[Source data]
>> BEGIN

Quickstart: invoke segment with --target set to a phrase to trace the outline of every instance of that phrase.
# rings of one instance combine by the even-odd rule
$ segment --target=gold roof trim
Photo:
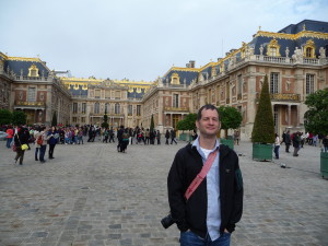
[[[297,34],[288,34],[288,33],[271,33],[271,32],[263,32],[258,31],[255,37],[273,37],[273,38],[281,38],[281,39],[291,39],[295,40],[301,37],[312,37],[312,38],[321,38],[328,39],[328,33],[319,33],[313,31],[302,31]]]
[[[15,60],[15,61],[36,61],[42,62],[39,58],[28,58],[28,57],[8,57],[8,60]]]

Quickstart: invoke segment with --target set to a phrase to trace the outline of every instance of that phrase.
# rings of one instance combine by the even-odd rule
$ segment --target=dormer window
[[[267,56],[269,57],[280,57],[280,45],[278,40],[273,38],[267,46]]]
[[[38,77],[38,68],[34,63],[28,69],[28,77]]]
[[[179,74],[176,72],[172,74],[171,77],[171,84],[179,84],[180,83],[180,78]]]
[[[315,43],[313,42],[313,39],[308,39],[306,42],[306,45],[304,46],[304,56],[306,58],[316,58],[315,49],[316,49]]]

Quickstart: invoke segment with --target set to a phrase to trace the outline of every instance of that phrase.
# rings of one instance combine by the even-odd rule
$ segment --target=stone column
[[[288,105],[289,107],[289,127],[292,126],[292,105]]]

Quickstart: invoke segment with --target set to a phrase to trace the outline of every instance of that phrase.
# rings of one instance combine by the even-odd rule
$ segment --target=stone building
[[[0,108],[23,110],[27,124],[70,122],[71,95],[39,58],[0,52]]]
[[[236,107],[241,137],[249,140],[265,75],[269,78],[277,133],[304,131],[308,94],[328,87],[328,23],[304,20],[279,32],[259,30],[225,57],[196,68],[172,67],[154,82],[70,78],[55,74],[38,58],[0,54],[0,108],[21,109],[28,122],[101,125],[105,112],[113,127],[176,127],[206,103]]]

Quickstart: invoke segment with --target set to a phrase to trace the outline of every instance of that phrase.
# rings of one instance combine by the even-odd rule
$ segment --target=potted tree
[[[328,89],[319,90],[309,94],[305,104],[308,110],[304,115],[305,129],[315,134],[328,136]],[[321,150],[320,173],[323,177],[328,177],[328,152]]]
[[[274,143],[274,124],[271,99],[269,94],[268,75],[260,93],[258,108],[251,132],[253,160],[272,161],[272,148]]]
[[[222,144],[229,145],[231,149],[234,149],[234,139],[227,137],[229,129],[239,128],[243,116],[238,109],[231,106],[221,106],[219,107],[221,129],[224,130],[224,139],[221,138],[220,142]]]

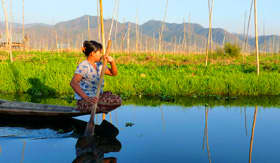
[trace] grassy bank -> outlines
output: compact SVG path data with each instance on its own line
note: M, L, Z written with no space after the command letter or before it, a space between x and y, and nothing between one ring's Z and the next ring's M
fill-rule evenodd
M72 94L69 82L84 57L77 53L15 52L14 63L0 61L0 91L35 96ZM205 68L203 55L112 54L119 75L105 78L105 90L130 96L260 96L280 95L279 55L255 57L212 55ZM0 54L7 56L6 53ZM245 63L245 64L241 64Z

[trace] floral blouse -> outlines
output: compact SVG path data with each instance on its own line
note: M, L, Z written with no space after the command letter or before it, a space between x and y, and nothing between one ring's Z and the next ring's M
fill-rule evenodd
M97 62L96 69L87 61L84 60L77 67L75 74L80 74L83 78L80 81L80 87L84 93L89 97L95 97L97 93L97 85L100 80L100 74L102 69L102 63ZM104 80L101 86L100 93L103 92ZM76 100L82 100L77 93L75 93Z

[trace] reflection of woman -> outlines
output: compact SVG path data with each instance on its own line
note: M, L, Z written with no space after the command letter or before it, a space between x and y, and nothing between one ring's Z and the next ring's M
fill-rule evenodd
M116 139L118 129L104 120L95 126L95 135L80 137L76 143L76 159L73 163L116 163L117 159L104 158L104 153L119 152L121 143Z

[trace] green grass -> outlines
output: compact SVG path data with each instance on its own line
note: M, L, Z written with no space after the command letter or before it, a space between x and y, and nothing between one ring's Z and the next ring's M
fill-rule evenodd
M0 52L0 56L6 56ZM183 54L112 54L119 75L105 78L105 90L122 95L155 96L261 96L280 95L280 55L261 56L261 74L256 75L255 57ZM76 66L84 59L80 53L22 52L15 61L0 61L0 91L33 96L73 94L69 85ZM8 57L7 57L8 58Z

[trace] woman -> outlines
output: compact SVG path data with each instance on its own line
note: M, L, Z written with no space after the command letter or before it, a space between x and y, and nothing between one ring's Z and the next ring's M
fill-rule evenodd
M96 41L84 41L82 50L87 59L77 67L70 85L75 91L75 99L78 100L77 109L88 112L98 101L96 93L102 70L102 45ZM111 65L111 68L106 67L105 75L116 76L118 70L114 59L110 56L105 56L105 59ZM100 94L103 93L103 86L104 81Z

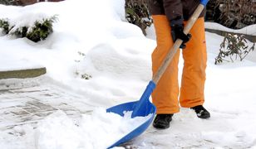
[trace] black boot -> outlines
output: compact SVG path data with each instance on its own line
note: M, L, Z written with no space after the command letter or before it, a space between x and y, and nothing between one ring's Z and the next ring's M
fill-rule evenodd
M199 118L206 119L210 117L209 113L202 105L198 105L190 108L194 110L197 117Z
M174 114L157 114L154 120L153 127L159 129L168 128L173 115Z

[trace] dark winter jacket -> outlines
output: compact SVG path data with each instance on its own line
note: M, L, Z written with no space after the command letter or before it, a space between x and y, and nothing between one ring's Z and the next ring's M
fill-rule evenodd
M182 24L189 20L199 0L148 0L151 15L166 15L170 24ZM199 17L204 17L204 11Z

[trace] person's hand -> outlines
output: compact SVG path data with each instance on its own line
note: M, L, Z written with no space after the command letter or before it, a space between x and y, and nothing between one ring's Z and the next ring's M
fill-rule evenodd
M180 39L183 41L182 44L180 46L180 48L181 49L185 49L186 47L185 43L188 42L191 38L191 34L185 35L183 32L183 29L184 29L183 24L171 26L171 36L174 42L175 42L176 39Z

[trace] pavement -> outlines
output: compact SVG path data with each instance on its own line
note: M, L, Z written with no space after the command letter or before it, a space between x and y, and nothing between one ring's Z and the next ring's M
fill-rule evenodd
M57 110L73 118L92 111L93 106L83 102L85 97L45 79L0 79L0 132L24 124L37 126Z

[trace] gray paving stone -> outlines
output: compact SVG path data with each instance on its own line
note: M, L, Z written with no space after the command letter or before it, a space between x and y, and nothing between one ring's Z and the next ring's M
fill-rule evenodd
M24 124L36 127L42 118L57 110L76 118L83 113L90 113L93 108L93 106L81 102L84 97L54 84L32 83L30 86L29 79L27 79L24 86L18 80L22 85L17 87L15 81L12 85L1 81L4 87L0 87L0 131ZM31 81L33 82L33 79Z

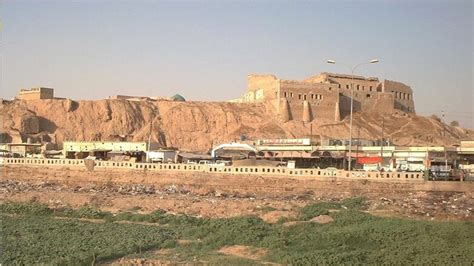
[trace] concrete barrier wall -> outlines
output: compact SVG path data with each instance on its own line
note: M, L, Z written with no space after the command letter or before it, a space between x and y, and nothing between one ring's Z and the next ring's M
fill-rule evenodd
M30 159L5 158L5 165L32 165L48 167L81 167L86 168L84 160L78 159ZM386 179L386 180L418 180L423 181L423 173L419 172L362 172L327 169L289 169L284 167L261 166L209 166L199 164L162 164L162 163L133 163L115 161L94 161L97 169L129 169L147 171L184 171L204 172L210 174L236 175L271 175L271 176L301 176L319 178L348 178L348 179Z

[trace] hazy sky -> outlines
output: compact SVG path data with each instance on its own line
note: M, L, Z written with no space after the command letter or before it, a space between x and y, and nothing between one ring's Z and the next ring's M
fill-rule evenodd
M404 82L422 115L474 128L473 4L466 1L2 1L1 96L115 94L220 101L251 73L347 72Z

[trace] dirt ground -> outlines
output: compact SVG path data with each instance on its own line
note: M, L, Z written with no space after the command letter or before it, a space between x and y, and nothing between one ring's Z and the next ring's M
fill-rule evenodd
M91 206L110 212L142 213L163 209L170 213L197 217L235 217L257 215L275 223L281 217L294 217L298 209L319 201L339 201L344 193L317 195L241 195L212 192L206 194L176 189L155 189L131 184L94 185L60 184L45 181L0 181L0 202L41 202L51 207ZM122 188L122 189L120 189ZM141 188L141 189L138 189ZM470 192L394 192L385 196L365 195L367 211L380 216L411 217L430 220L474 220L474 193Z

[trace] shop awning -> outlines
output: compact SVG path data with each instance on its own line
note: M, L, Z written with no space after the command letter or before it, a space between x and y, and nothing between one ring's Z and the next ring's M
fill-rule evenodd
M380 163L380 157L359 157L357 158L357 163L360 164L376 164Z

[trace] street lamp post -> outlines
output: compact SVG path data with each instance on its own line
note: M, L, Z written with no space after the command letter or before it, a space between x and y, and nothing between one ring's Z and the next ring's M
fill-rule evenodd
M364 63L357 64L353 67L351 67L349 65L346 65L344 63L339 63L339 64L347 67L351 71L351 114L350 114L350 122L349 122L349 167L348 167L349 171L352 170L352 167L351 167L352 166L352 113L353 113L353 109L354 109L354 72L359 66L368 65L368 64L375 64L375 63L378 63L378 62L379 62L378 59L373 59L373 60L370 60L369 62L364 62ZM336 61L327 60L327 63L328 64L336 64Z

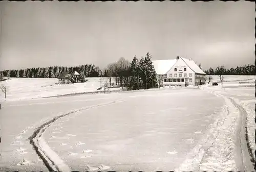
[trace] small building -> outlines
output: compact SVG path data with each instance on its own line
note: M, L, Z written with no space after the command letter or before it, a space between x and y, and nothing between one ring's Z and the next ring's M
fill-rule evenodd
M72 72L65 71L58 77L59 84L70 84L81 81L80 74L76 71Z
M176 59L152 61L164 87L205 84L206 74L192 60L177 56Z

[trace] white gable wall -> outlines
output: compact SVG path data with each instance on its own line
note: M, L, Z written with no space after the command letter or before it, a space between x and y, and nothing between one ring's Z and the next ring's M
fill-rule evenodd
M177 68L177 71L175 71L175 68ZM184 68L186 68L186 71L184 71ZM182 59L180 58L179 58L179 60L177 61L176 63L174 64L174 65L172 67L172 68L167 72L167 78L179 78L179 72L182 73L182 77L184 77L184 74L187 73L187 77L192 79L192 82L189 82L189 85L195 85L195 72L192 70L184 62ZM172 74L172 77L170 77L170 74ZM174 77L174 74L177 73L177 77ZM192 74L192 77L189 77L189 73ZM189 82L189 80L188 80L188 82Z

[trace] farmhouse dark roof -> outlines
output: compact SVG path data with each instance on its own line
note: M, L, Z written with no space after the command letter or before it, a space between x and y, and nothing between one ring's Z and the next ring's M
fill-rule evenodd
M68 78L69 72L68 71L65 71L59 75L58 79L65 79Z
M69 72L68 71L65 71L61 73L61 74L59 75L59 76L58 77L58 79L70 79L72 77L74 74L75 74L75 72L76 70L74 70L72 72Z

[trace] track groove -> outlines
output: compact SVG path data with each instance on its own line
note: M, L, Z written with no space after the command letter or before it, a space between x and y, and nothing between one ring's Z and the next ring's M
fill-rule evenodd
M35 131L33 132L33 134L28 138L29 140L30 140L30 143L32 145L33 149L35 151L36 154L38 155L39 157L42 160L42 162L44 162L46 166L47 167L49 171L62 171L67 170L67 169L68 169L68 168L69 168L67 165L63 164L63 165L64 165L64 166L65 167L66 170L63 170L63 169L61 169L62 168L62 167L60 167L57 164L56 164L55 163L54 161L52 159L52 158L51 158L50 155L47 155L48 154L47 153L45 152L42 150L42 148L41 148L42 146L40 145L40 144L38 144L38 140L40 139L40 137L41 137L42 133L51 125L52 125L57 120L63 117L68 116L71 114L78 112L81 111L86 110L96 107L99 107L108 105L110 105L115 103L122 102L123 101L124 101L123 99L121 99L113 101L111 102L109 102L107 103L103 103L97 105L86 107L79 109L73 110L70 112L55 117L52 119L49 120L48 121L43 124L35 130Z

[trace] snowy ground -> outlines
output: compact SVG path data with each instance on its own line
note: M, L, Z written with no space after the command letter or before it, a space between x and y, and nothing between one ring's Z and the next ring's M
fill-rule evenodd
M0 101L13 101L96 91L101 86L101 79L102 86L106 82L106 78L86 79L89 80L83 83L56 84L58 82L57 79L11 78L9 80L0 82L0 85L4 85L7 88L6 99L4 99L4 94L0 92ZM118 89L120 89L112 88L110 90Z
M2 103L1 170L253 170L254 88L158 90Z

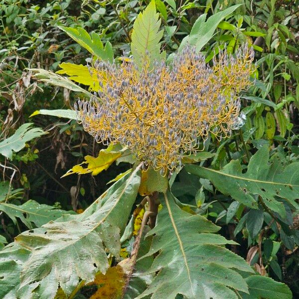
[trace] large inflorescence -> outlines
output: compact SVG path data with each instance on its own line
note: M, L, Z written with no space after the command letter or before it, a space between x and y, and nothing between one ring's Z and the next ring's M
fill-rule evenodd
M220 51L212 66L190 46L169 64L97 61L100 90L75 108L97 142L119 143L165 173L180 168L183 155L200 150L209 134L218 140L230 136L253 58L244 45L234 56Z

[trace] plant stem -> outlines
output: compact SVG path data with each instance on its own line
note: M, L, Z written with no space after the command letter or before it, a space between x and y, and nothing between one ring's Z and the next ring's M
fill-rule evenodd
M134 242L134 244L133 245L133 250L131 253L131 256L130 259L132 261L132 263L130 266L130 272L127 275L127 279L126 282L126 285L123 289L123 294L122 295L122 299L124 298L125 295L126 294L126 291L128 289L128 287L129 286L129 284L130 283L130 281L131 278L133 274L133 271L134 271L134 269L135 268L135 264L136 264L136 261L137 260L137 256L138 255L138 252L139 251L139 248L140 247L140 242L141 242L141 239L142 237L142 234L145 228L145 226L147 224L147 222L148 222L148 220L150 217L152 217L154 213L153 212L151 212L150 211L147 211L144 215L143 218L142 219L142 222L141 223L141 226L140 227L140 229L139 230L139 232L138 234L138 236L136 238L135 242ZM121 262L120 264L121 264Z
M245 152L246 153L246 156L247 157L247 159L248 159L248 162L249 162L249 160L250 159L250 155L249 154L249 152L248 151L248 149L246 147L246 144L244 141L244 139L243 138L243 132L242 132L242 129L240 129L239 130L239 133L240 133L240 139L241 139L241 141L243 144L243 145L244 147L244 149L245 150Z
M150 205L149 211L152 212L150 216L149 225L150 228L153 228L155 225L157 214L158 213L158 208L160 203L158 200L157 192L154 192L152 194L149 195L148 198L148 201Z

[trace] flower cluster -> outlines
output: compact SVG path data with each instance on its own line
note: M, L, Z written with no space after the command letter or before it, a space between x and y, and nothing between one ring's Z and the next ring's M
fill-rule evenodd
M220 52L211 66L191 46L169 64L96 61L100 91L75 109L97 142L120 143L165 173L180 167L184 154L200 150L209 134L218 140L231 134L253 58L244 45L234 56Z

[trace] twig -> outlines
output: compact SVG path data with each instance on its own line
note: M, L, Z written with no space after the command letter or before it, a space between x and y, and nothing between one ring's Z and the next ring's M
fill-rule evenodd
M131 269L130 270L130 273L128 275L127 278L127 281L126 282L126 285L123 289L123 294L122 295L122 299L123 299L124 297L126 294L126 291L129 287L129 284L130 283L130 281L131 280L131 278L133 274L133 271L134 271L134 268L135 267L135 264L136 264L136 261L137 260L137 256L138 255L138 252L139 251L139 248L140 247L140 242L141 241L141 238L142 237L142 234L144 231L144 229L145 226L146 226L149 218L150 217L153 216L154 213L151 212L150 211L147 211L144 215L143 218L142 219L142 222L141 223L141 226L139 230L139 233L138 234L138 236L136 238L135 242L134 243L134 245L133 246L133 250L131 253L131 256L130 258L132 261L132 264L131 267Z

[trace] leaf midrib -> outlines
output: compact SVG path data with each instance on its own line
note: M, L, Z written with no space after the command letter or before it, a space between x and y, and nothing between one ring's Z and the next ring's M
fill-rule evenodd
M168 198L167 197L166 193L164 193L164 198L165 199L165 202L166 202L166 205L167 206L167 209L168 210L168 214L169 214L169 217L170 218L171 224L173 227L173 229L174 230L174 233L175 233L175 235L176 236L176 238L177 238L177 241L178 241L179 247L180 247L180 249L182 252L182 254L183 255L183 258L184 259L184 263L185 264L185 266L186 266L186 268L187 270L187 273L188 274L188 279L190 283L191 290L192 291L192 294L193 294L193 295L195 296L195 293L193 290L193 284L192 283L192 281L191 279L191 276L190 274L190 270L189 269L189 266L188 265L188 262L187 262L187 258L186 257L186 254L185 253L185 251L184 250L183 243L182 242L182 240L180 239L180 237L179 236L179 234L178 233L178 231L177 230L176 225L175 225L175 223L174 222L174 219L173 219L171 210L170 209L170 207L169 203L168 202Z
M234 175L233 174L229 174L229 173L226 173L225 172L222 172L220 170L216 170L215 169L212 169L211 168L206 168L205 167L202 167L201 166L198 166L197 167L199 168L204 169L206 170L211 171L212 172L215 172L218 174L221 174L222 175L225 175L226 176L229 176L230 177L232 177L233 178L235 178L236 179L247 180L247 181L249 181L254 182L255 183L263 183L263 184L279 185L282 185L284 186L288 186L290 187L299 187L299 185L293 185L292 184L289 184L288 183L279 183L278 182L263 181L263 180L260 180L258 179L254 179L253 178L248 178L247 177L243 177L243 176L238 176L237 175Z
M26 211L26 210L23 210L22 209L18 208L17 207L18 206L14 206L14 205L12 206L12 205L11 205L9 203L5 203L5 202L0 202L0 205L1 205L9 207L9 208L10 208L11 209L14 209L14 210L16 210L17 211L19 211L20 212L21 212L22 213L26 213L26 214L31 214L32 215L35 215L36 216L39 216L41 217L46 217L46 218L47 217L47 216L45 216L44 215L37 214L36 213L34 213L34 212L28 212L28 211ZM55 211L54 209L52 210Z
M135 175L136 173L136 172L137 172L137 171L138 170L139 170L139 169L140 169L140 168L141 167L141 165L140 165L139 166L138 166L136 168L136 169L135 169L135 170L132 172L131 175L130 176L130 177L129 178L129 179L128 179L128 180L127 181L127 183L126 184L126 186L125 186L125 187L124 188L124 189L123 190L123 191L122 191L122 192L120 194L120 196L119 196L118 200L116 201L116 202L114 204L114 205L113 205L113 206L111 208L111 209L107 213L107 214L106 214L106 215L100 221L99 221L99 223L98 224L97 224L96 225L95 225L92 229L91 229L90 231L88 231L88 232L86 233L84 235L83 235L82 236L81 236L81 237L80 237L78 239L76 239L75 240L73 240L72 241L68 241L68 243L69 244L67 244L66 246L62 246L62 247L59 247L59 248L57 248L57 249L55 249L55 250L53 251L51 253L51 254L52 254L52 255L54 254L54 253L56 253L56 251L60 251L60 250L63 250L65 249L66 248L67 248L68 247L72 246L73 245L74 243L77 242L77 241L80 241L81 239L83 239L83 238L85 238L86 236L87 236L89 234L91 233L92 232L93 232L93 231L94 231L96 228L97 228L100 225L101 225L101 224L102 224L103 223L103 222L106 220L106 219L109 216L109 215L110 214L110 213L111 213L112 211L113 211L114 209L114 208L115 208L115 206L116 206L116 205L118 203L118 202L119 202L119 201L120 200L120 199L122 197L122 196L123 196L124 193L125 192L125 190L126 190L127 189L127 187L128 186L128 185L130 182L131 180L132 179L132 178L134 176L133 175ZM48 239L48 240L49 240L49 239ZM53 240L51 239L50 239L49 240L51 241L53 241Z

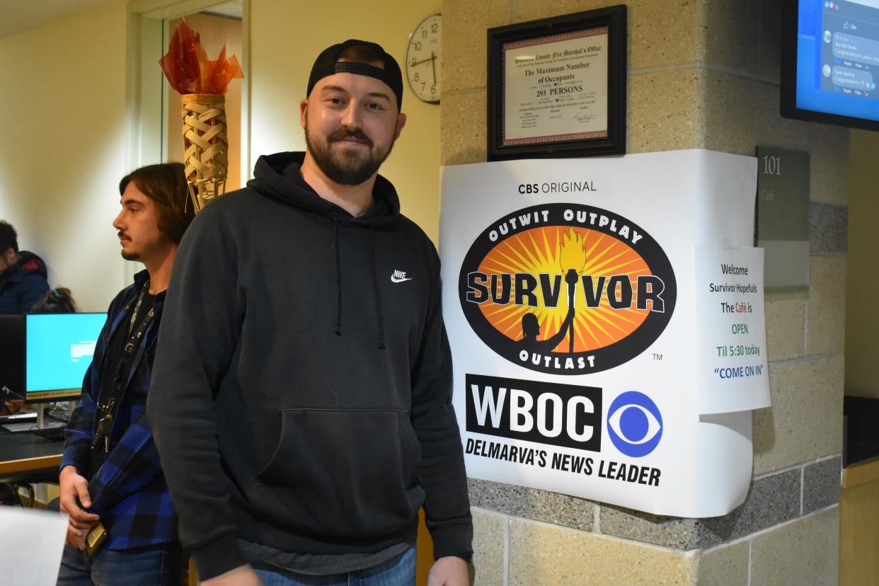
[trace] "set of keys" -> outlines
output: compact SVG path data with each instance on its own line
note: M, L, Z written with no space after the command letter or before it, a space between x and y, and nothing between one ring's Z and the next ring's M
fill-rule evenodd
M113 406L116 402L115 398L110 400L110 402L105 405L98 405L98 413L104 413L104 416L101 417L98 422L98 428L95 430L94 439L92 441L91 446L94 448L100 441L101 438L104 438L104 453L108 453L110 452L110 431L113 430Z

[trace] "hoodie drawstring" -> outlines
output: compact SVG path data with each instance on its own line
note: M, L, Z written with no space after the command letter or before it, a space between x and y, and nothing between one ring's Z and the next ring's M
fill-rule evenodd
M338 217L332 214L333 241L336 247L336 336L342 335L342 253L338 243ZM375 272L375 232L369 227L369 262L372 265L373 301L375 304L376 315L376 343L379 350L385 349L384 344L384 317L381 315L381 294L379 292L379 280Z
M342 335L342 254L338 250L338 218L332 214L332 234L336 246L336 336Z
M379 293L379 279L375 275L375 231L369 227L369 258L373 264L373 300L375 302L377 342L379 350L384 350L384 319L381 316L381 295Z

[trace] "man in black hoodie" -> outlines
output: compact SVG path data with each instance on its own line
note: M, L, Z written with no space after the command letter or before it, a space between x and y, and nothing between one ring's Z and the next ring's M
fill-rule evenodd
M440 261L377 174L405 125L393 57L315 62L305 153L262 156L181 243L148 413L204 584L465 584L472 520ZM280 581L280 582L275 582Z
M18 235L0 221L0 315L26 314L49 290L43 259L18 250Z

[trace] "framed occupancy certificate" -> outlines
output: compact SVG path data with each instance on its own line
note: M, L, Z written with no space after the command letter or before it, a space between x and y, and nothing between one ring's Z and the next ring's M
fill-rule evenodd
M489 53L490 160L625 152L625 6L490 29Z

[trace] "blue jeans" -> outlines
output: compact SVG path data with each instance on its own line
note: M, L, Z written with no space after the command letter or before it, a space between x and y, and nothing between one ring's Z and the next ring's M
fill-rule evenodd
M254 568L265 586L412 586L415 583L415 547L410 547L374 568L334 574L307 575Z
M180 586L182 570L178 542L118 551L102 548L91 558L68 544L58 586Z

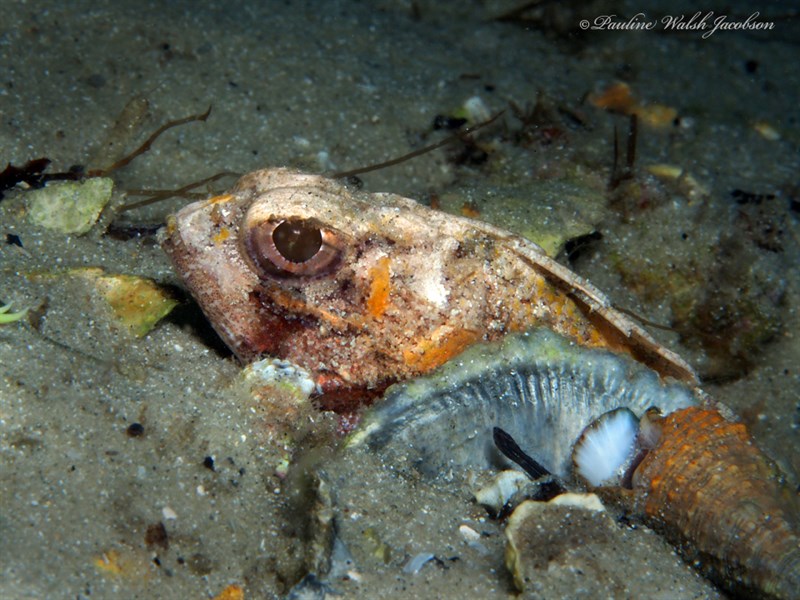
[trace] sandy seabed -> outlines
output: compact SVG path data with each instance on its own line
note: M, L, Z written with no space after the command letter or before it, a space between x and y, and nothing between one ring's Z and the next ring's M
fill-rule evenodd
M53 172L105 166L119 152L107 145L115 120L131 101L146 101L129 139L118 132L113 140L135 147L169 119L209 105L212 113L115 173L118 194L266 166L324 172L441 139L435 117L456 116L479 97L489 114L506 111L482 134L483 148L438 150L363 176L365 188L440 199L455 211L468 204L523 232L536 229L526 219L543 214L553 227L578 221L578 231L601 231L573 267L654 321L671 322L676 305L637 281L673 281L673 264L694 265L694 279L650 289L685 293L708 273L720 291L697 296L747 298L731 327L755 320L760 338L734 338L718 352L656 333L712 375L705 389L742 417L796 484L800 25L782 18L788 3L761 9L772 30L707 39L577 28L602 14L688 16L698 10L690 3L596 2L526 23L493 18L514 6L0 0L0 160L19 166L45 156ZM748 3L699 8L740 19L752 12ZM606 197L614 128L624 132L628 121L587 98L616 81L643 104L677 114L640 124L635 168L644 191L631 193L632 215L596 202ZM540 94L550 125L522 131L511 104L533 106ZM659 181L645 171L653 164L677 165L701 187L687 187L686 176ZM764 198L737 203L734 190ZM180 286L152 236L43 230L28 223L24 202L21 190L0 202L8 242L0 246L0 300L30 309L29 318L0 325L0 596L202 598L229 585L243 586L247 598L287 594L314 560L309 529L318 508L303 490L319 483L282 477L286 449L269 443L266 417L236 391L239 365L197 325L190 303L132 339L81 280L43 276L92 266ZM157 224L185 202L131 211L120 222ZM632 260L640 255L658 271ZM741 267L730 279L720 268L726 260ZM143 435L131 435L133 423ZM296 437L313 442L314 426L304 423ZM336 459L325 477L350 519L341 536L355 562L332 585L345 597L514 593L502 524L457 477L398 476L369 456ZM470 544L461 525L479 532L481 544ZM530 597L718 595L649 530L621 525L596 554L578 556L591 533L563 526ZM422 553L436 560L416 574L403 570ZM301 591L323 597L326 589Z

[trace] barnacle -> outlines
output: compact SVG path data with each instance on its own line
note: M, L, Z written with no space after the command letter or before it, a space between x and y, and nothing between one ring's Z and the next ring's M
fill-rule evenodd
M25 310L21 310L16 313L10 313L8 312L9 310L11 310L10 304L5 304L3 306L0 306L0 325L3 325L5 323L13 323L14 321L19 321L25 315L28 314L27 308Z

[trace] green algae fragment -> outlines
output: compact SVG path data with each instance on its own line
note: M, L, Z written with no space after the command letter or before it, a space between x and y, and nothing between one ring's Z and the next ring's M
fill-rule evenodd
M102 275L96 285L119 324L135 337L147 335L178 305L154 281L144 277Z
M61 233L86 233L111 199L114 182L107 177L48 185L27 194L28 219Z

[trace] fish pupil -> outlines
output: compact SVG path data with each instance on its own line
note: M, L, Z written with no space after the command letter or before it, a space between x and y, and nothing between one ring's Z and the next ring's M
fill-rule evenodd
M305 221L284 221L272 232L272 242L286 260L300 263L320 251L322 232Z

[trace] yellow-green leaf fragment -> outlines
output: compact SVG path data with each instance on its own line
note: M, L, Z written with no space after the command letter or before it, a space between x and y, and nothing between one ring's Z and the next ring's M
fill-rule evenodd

>> END

Rescale the lines from the first one through the line containing "[[[288,105],[289,107],[289,127],[292,126],[292,105]]]", reproducing every line in full. Multiply each outline coordinate by 2.4 and round it to a whole number (halves round up), and omit the pictures.

RESPONSE TO THE EXERCISE
Quickstart: invoke segment with --target set to a phrase to trace the outline of every instance of that phrase.
# rings of one instance combine by the even-odd rule
$ segment --target=gold roof trim
Photo:
[[[713,82],[691,82],[691,79],[650,79],[650,77],[631,77],[619,74],[612,89],[655,89],[655,91],[674,91],[674,94],[698,94],[708,96],[722,89],[749,89],[749,91],[770,91],[787,94],[787,79],[766,79],[751,74],[725,74]]]
[[[36,144],[36,146],[86,146],[101,149],[94,139],[67,139],[67,137],[19,137],[19,144]]]

Quickstart: invoke segment with --target set to a phrase to trace the outline of every instance of that phrase.
# rings of one instance combine by the even-odd rule
$ segment --target=dormer window
[[[641,134],[646,137],[672,137],[672,108],[667,96],[655,91],[641,110]]]
[[[91,185],[91,163],[82,151],[67,166],[67,185]]]
[[[430,178],[422,173],[413,178],[410,185],[410,202],[430,202],[432,199],[432,187]]]
[[[756,103],[751,101],[751,94],[739,94],[734,101],[734,108],[730,110],[730,134],[734,139],[758,139],[756,118],[758,118]]]

Quickstart: invoke segment with --target set to a phrase to trace the outline of every instance of that phrase.
# rings of one instance combine by the even-odd rule
$ segment --target=stone column
[[[691,252],[694,257],[694,305],[701,302],[701,252]]]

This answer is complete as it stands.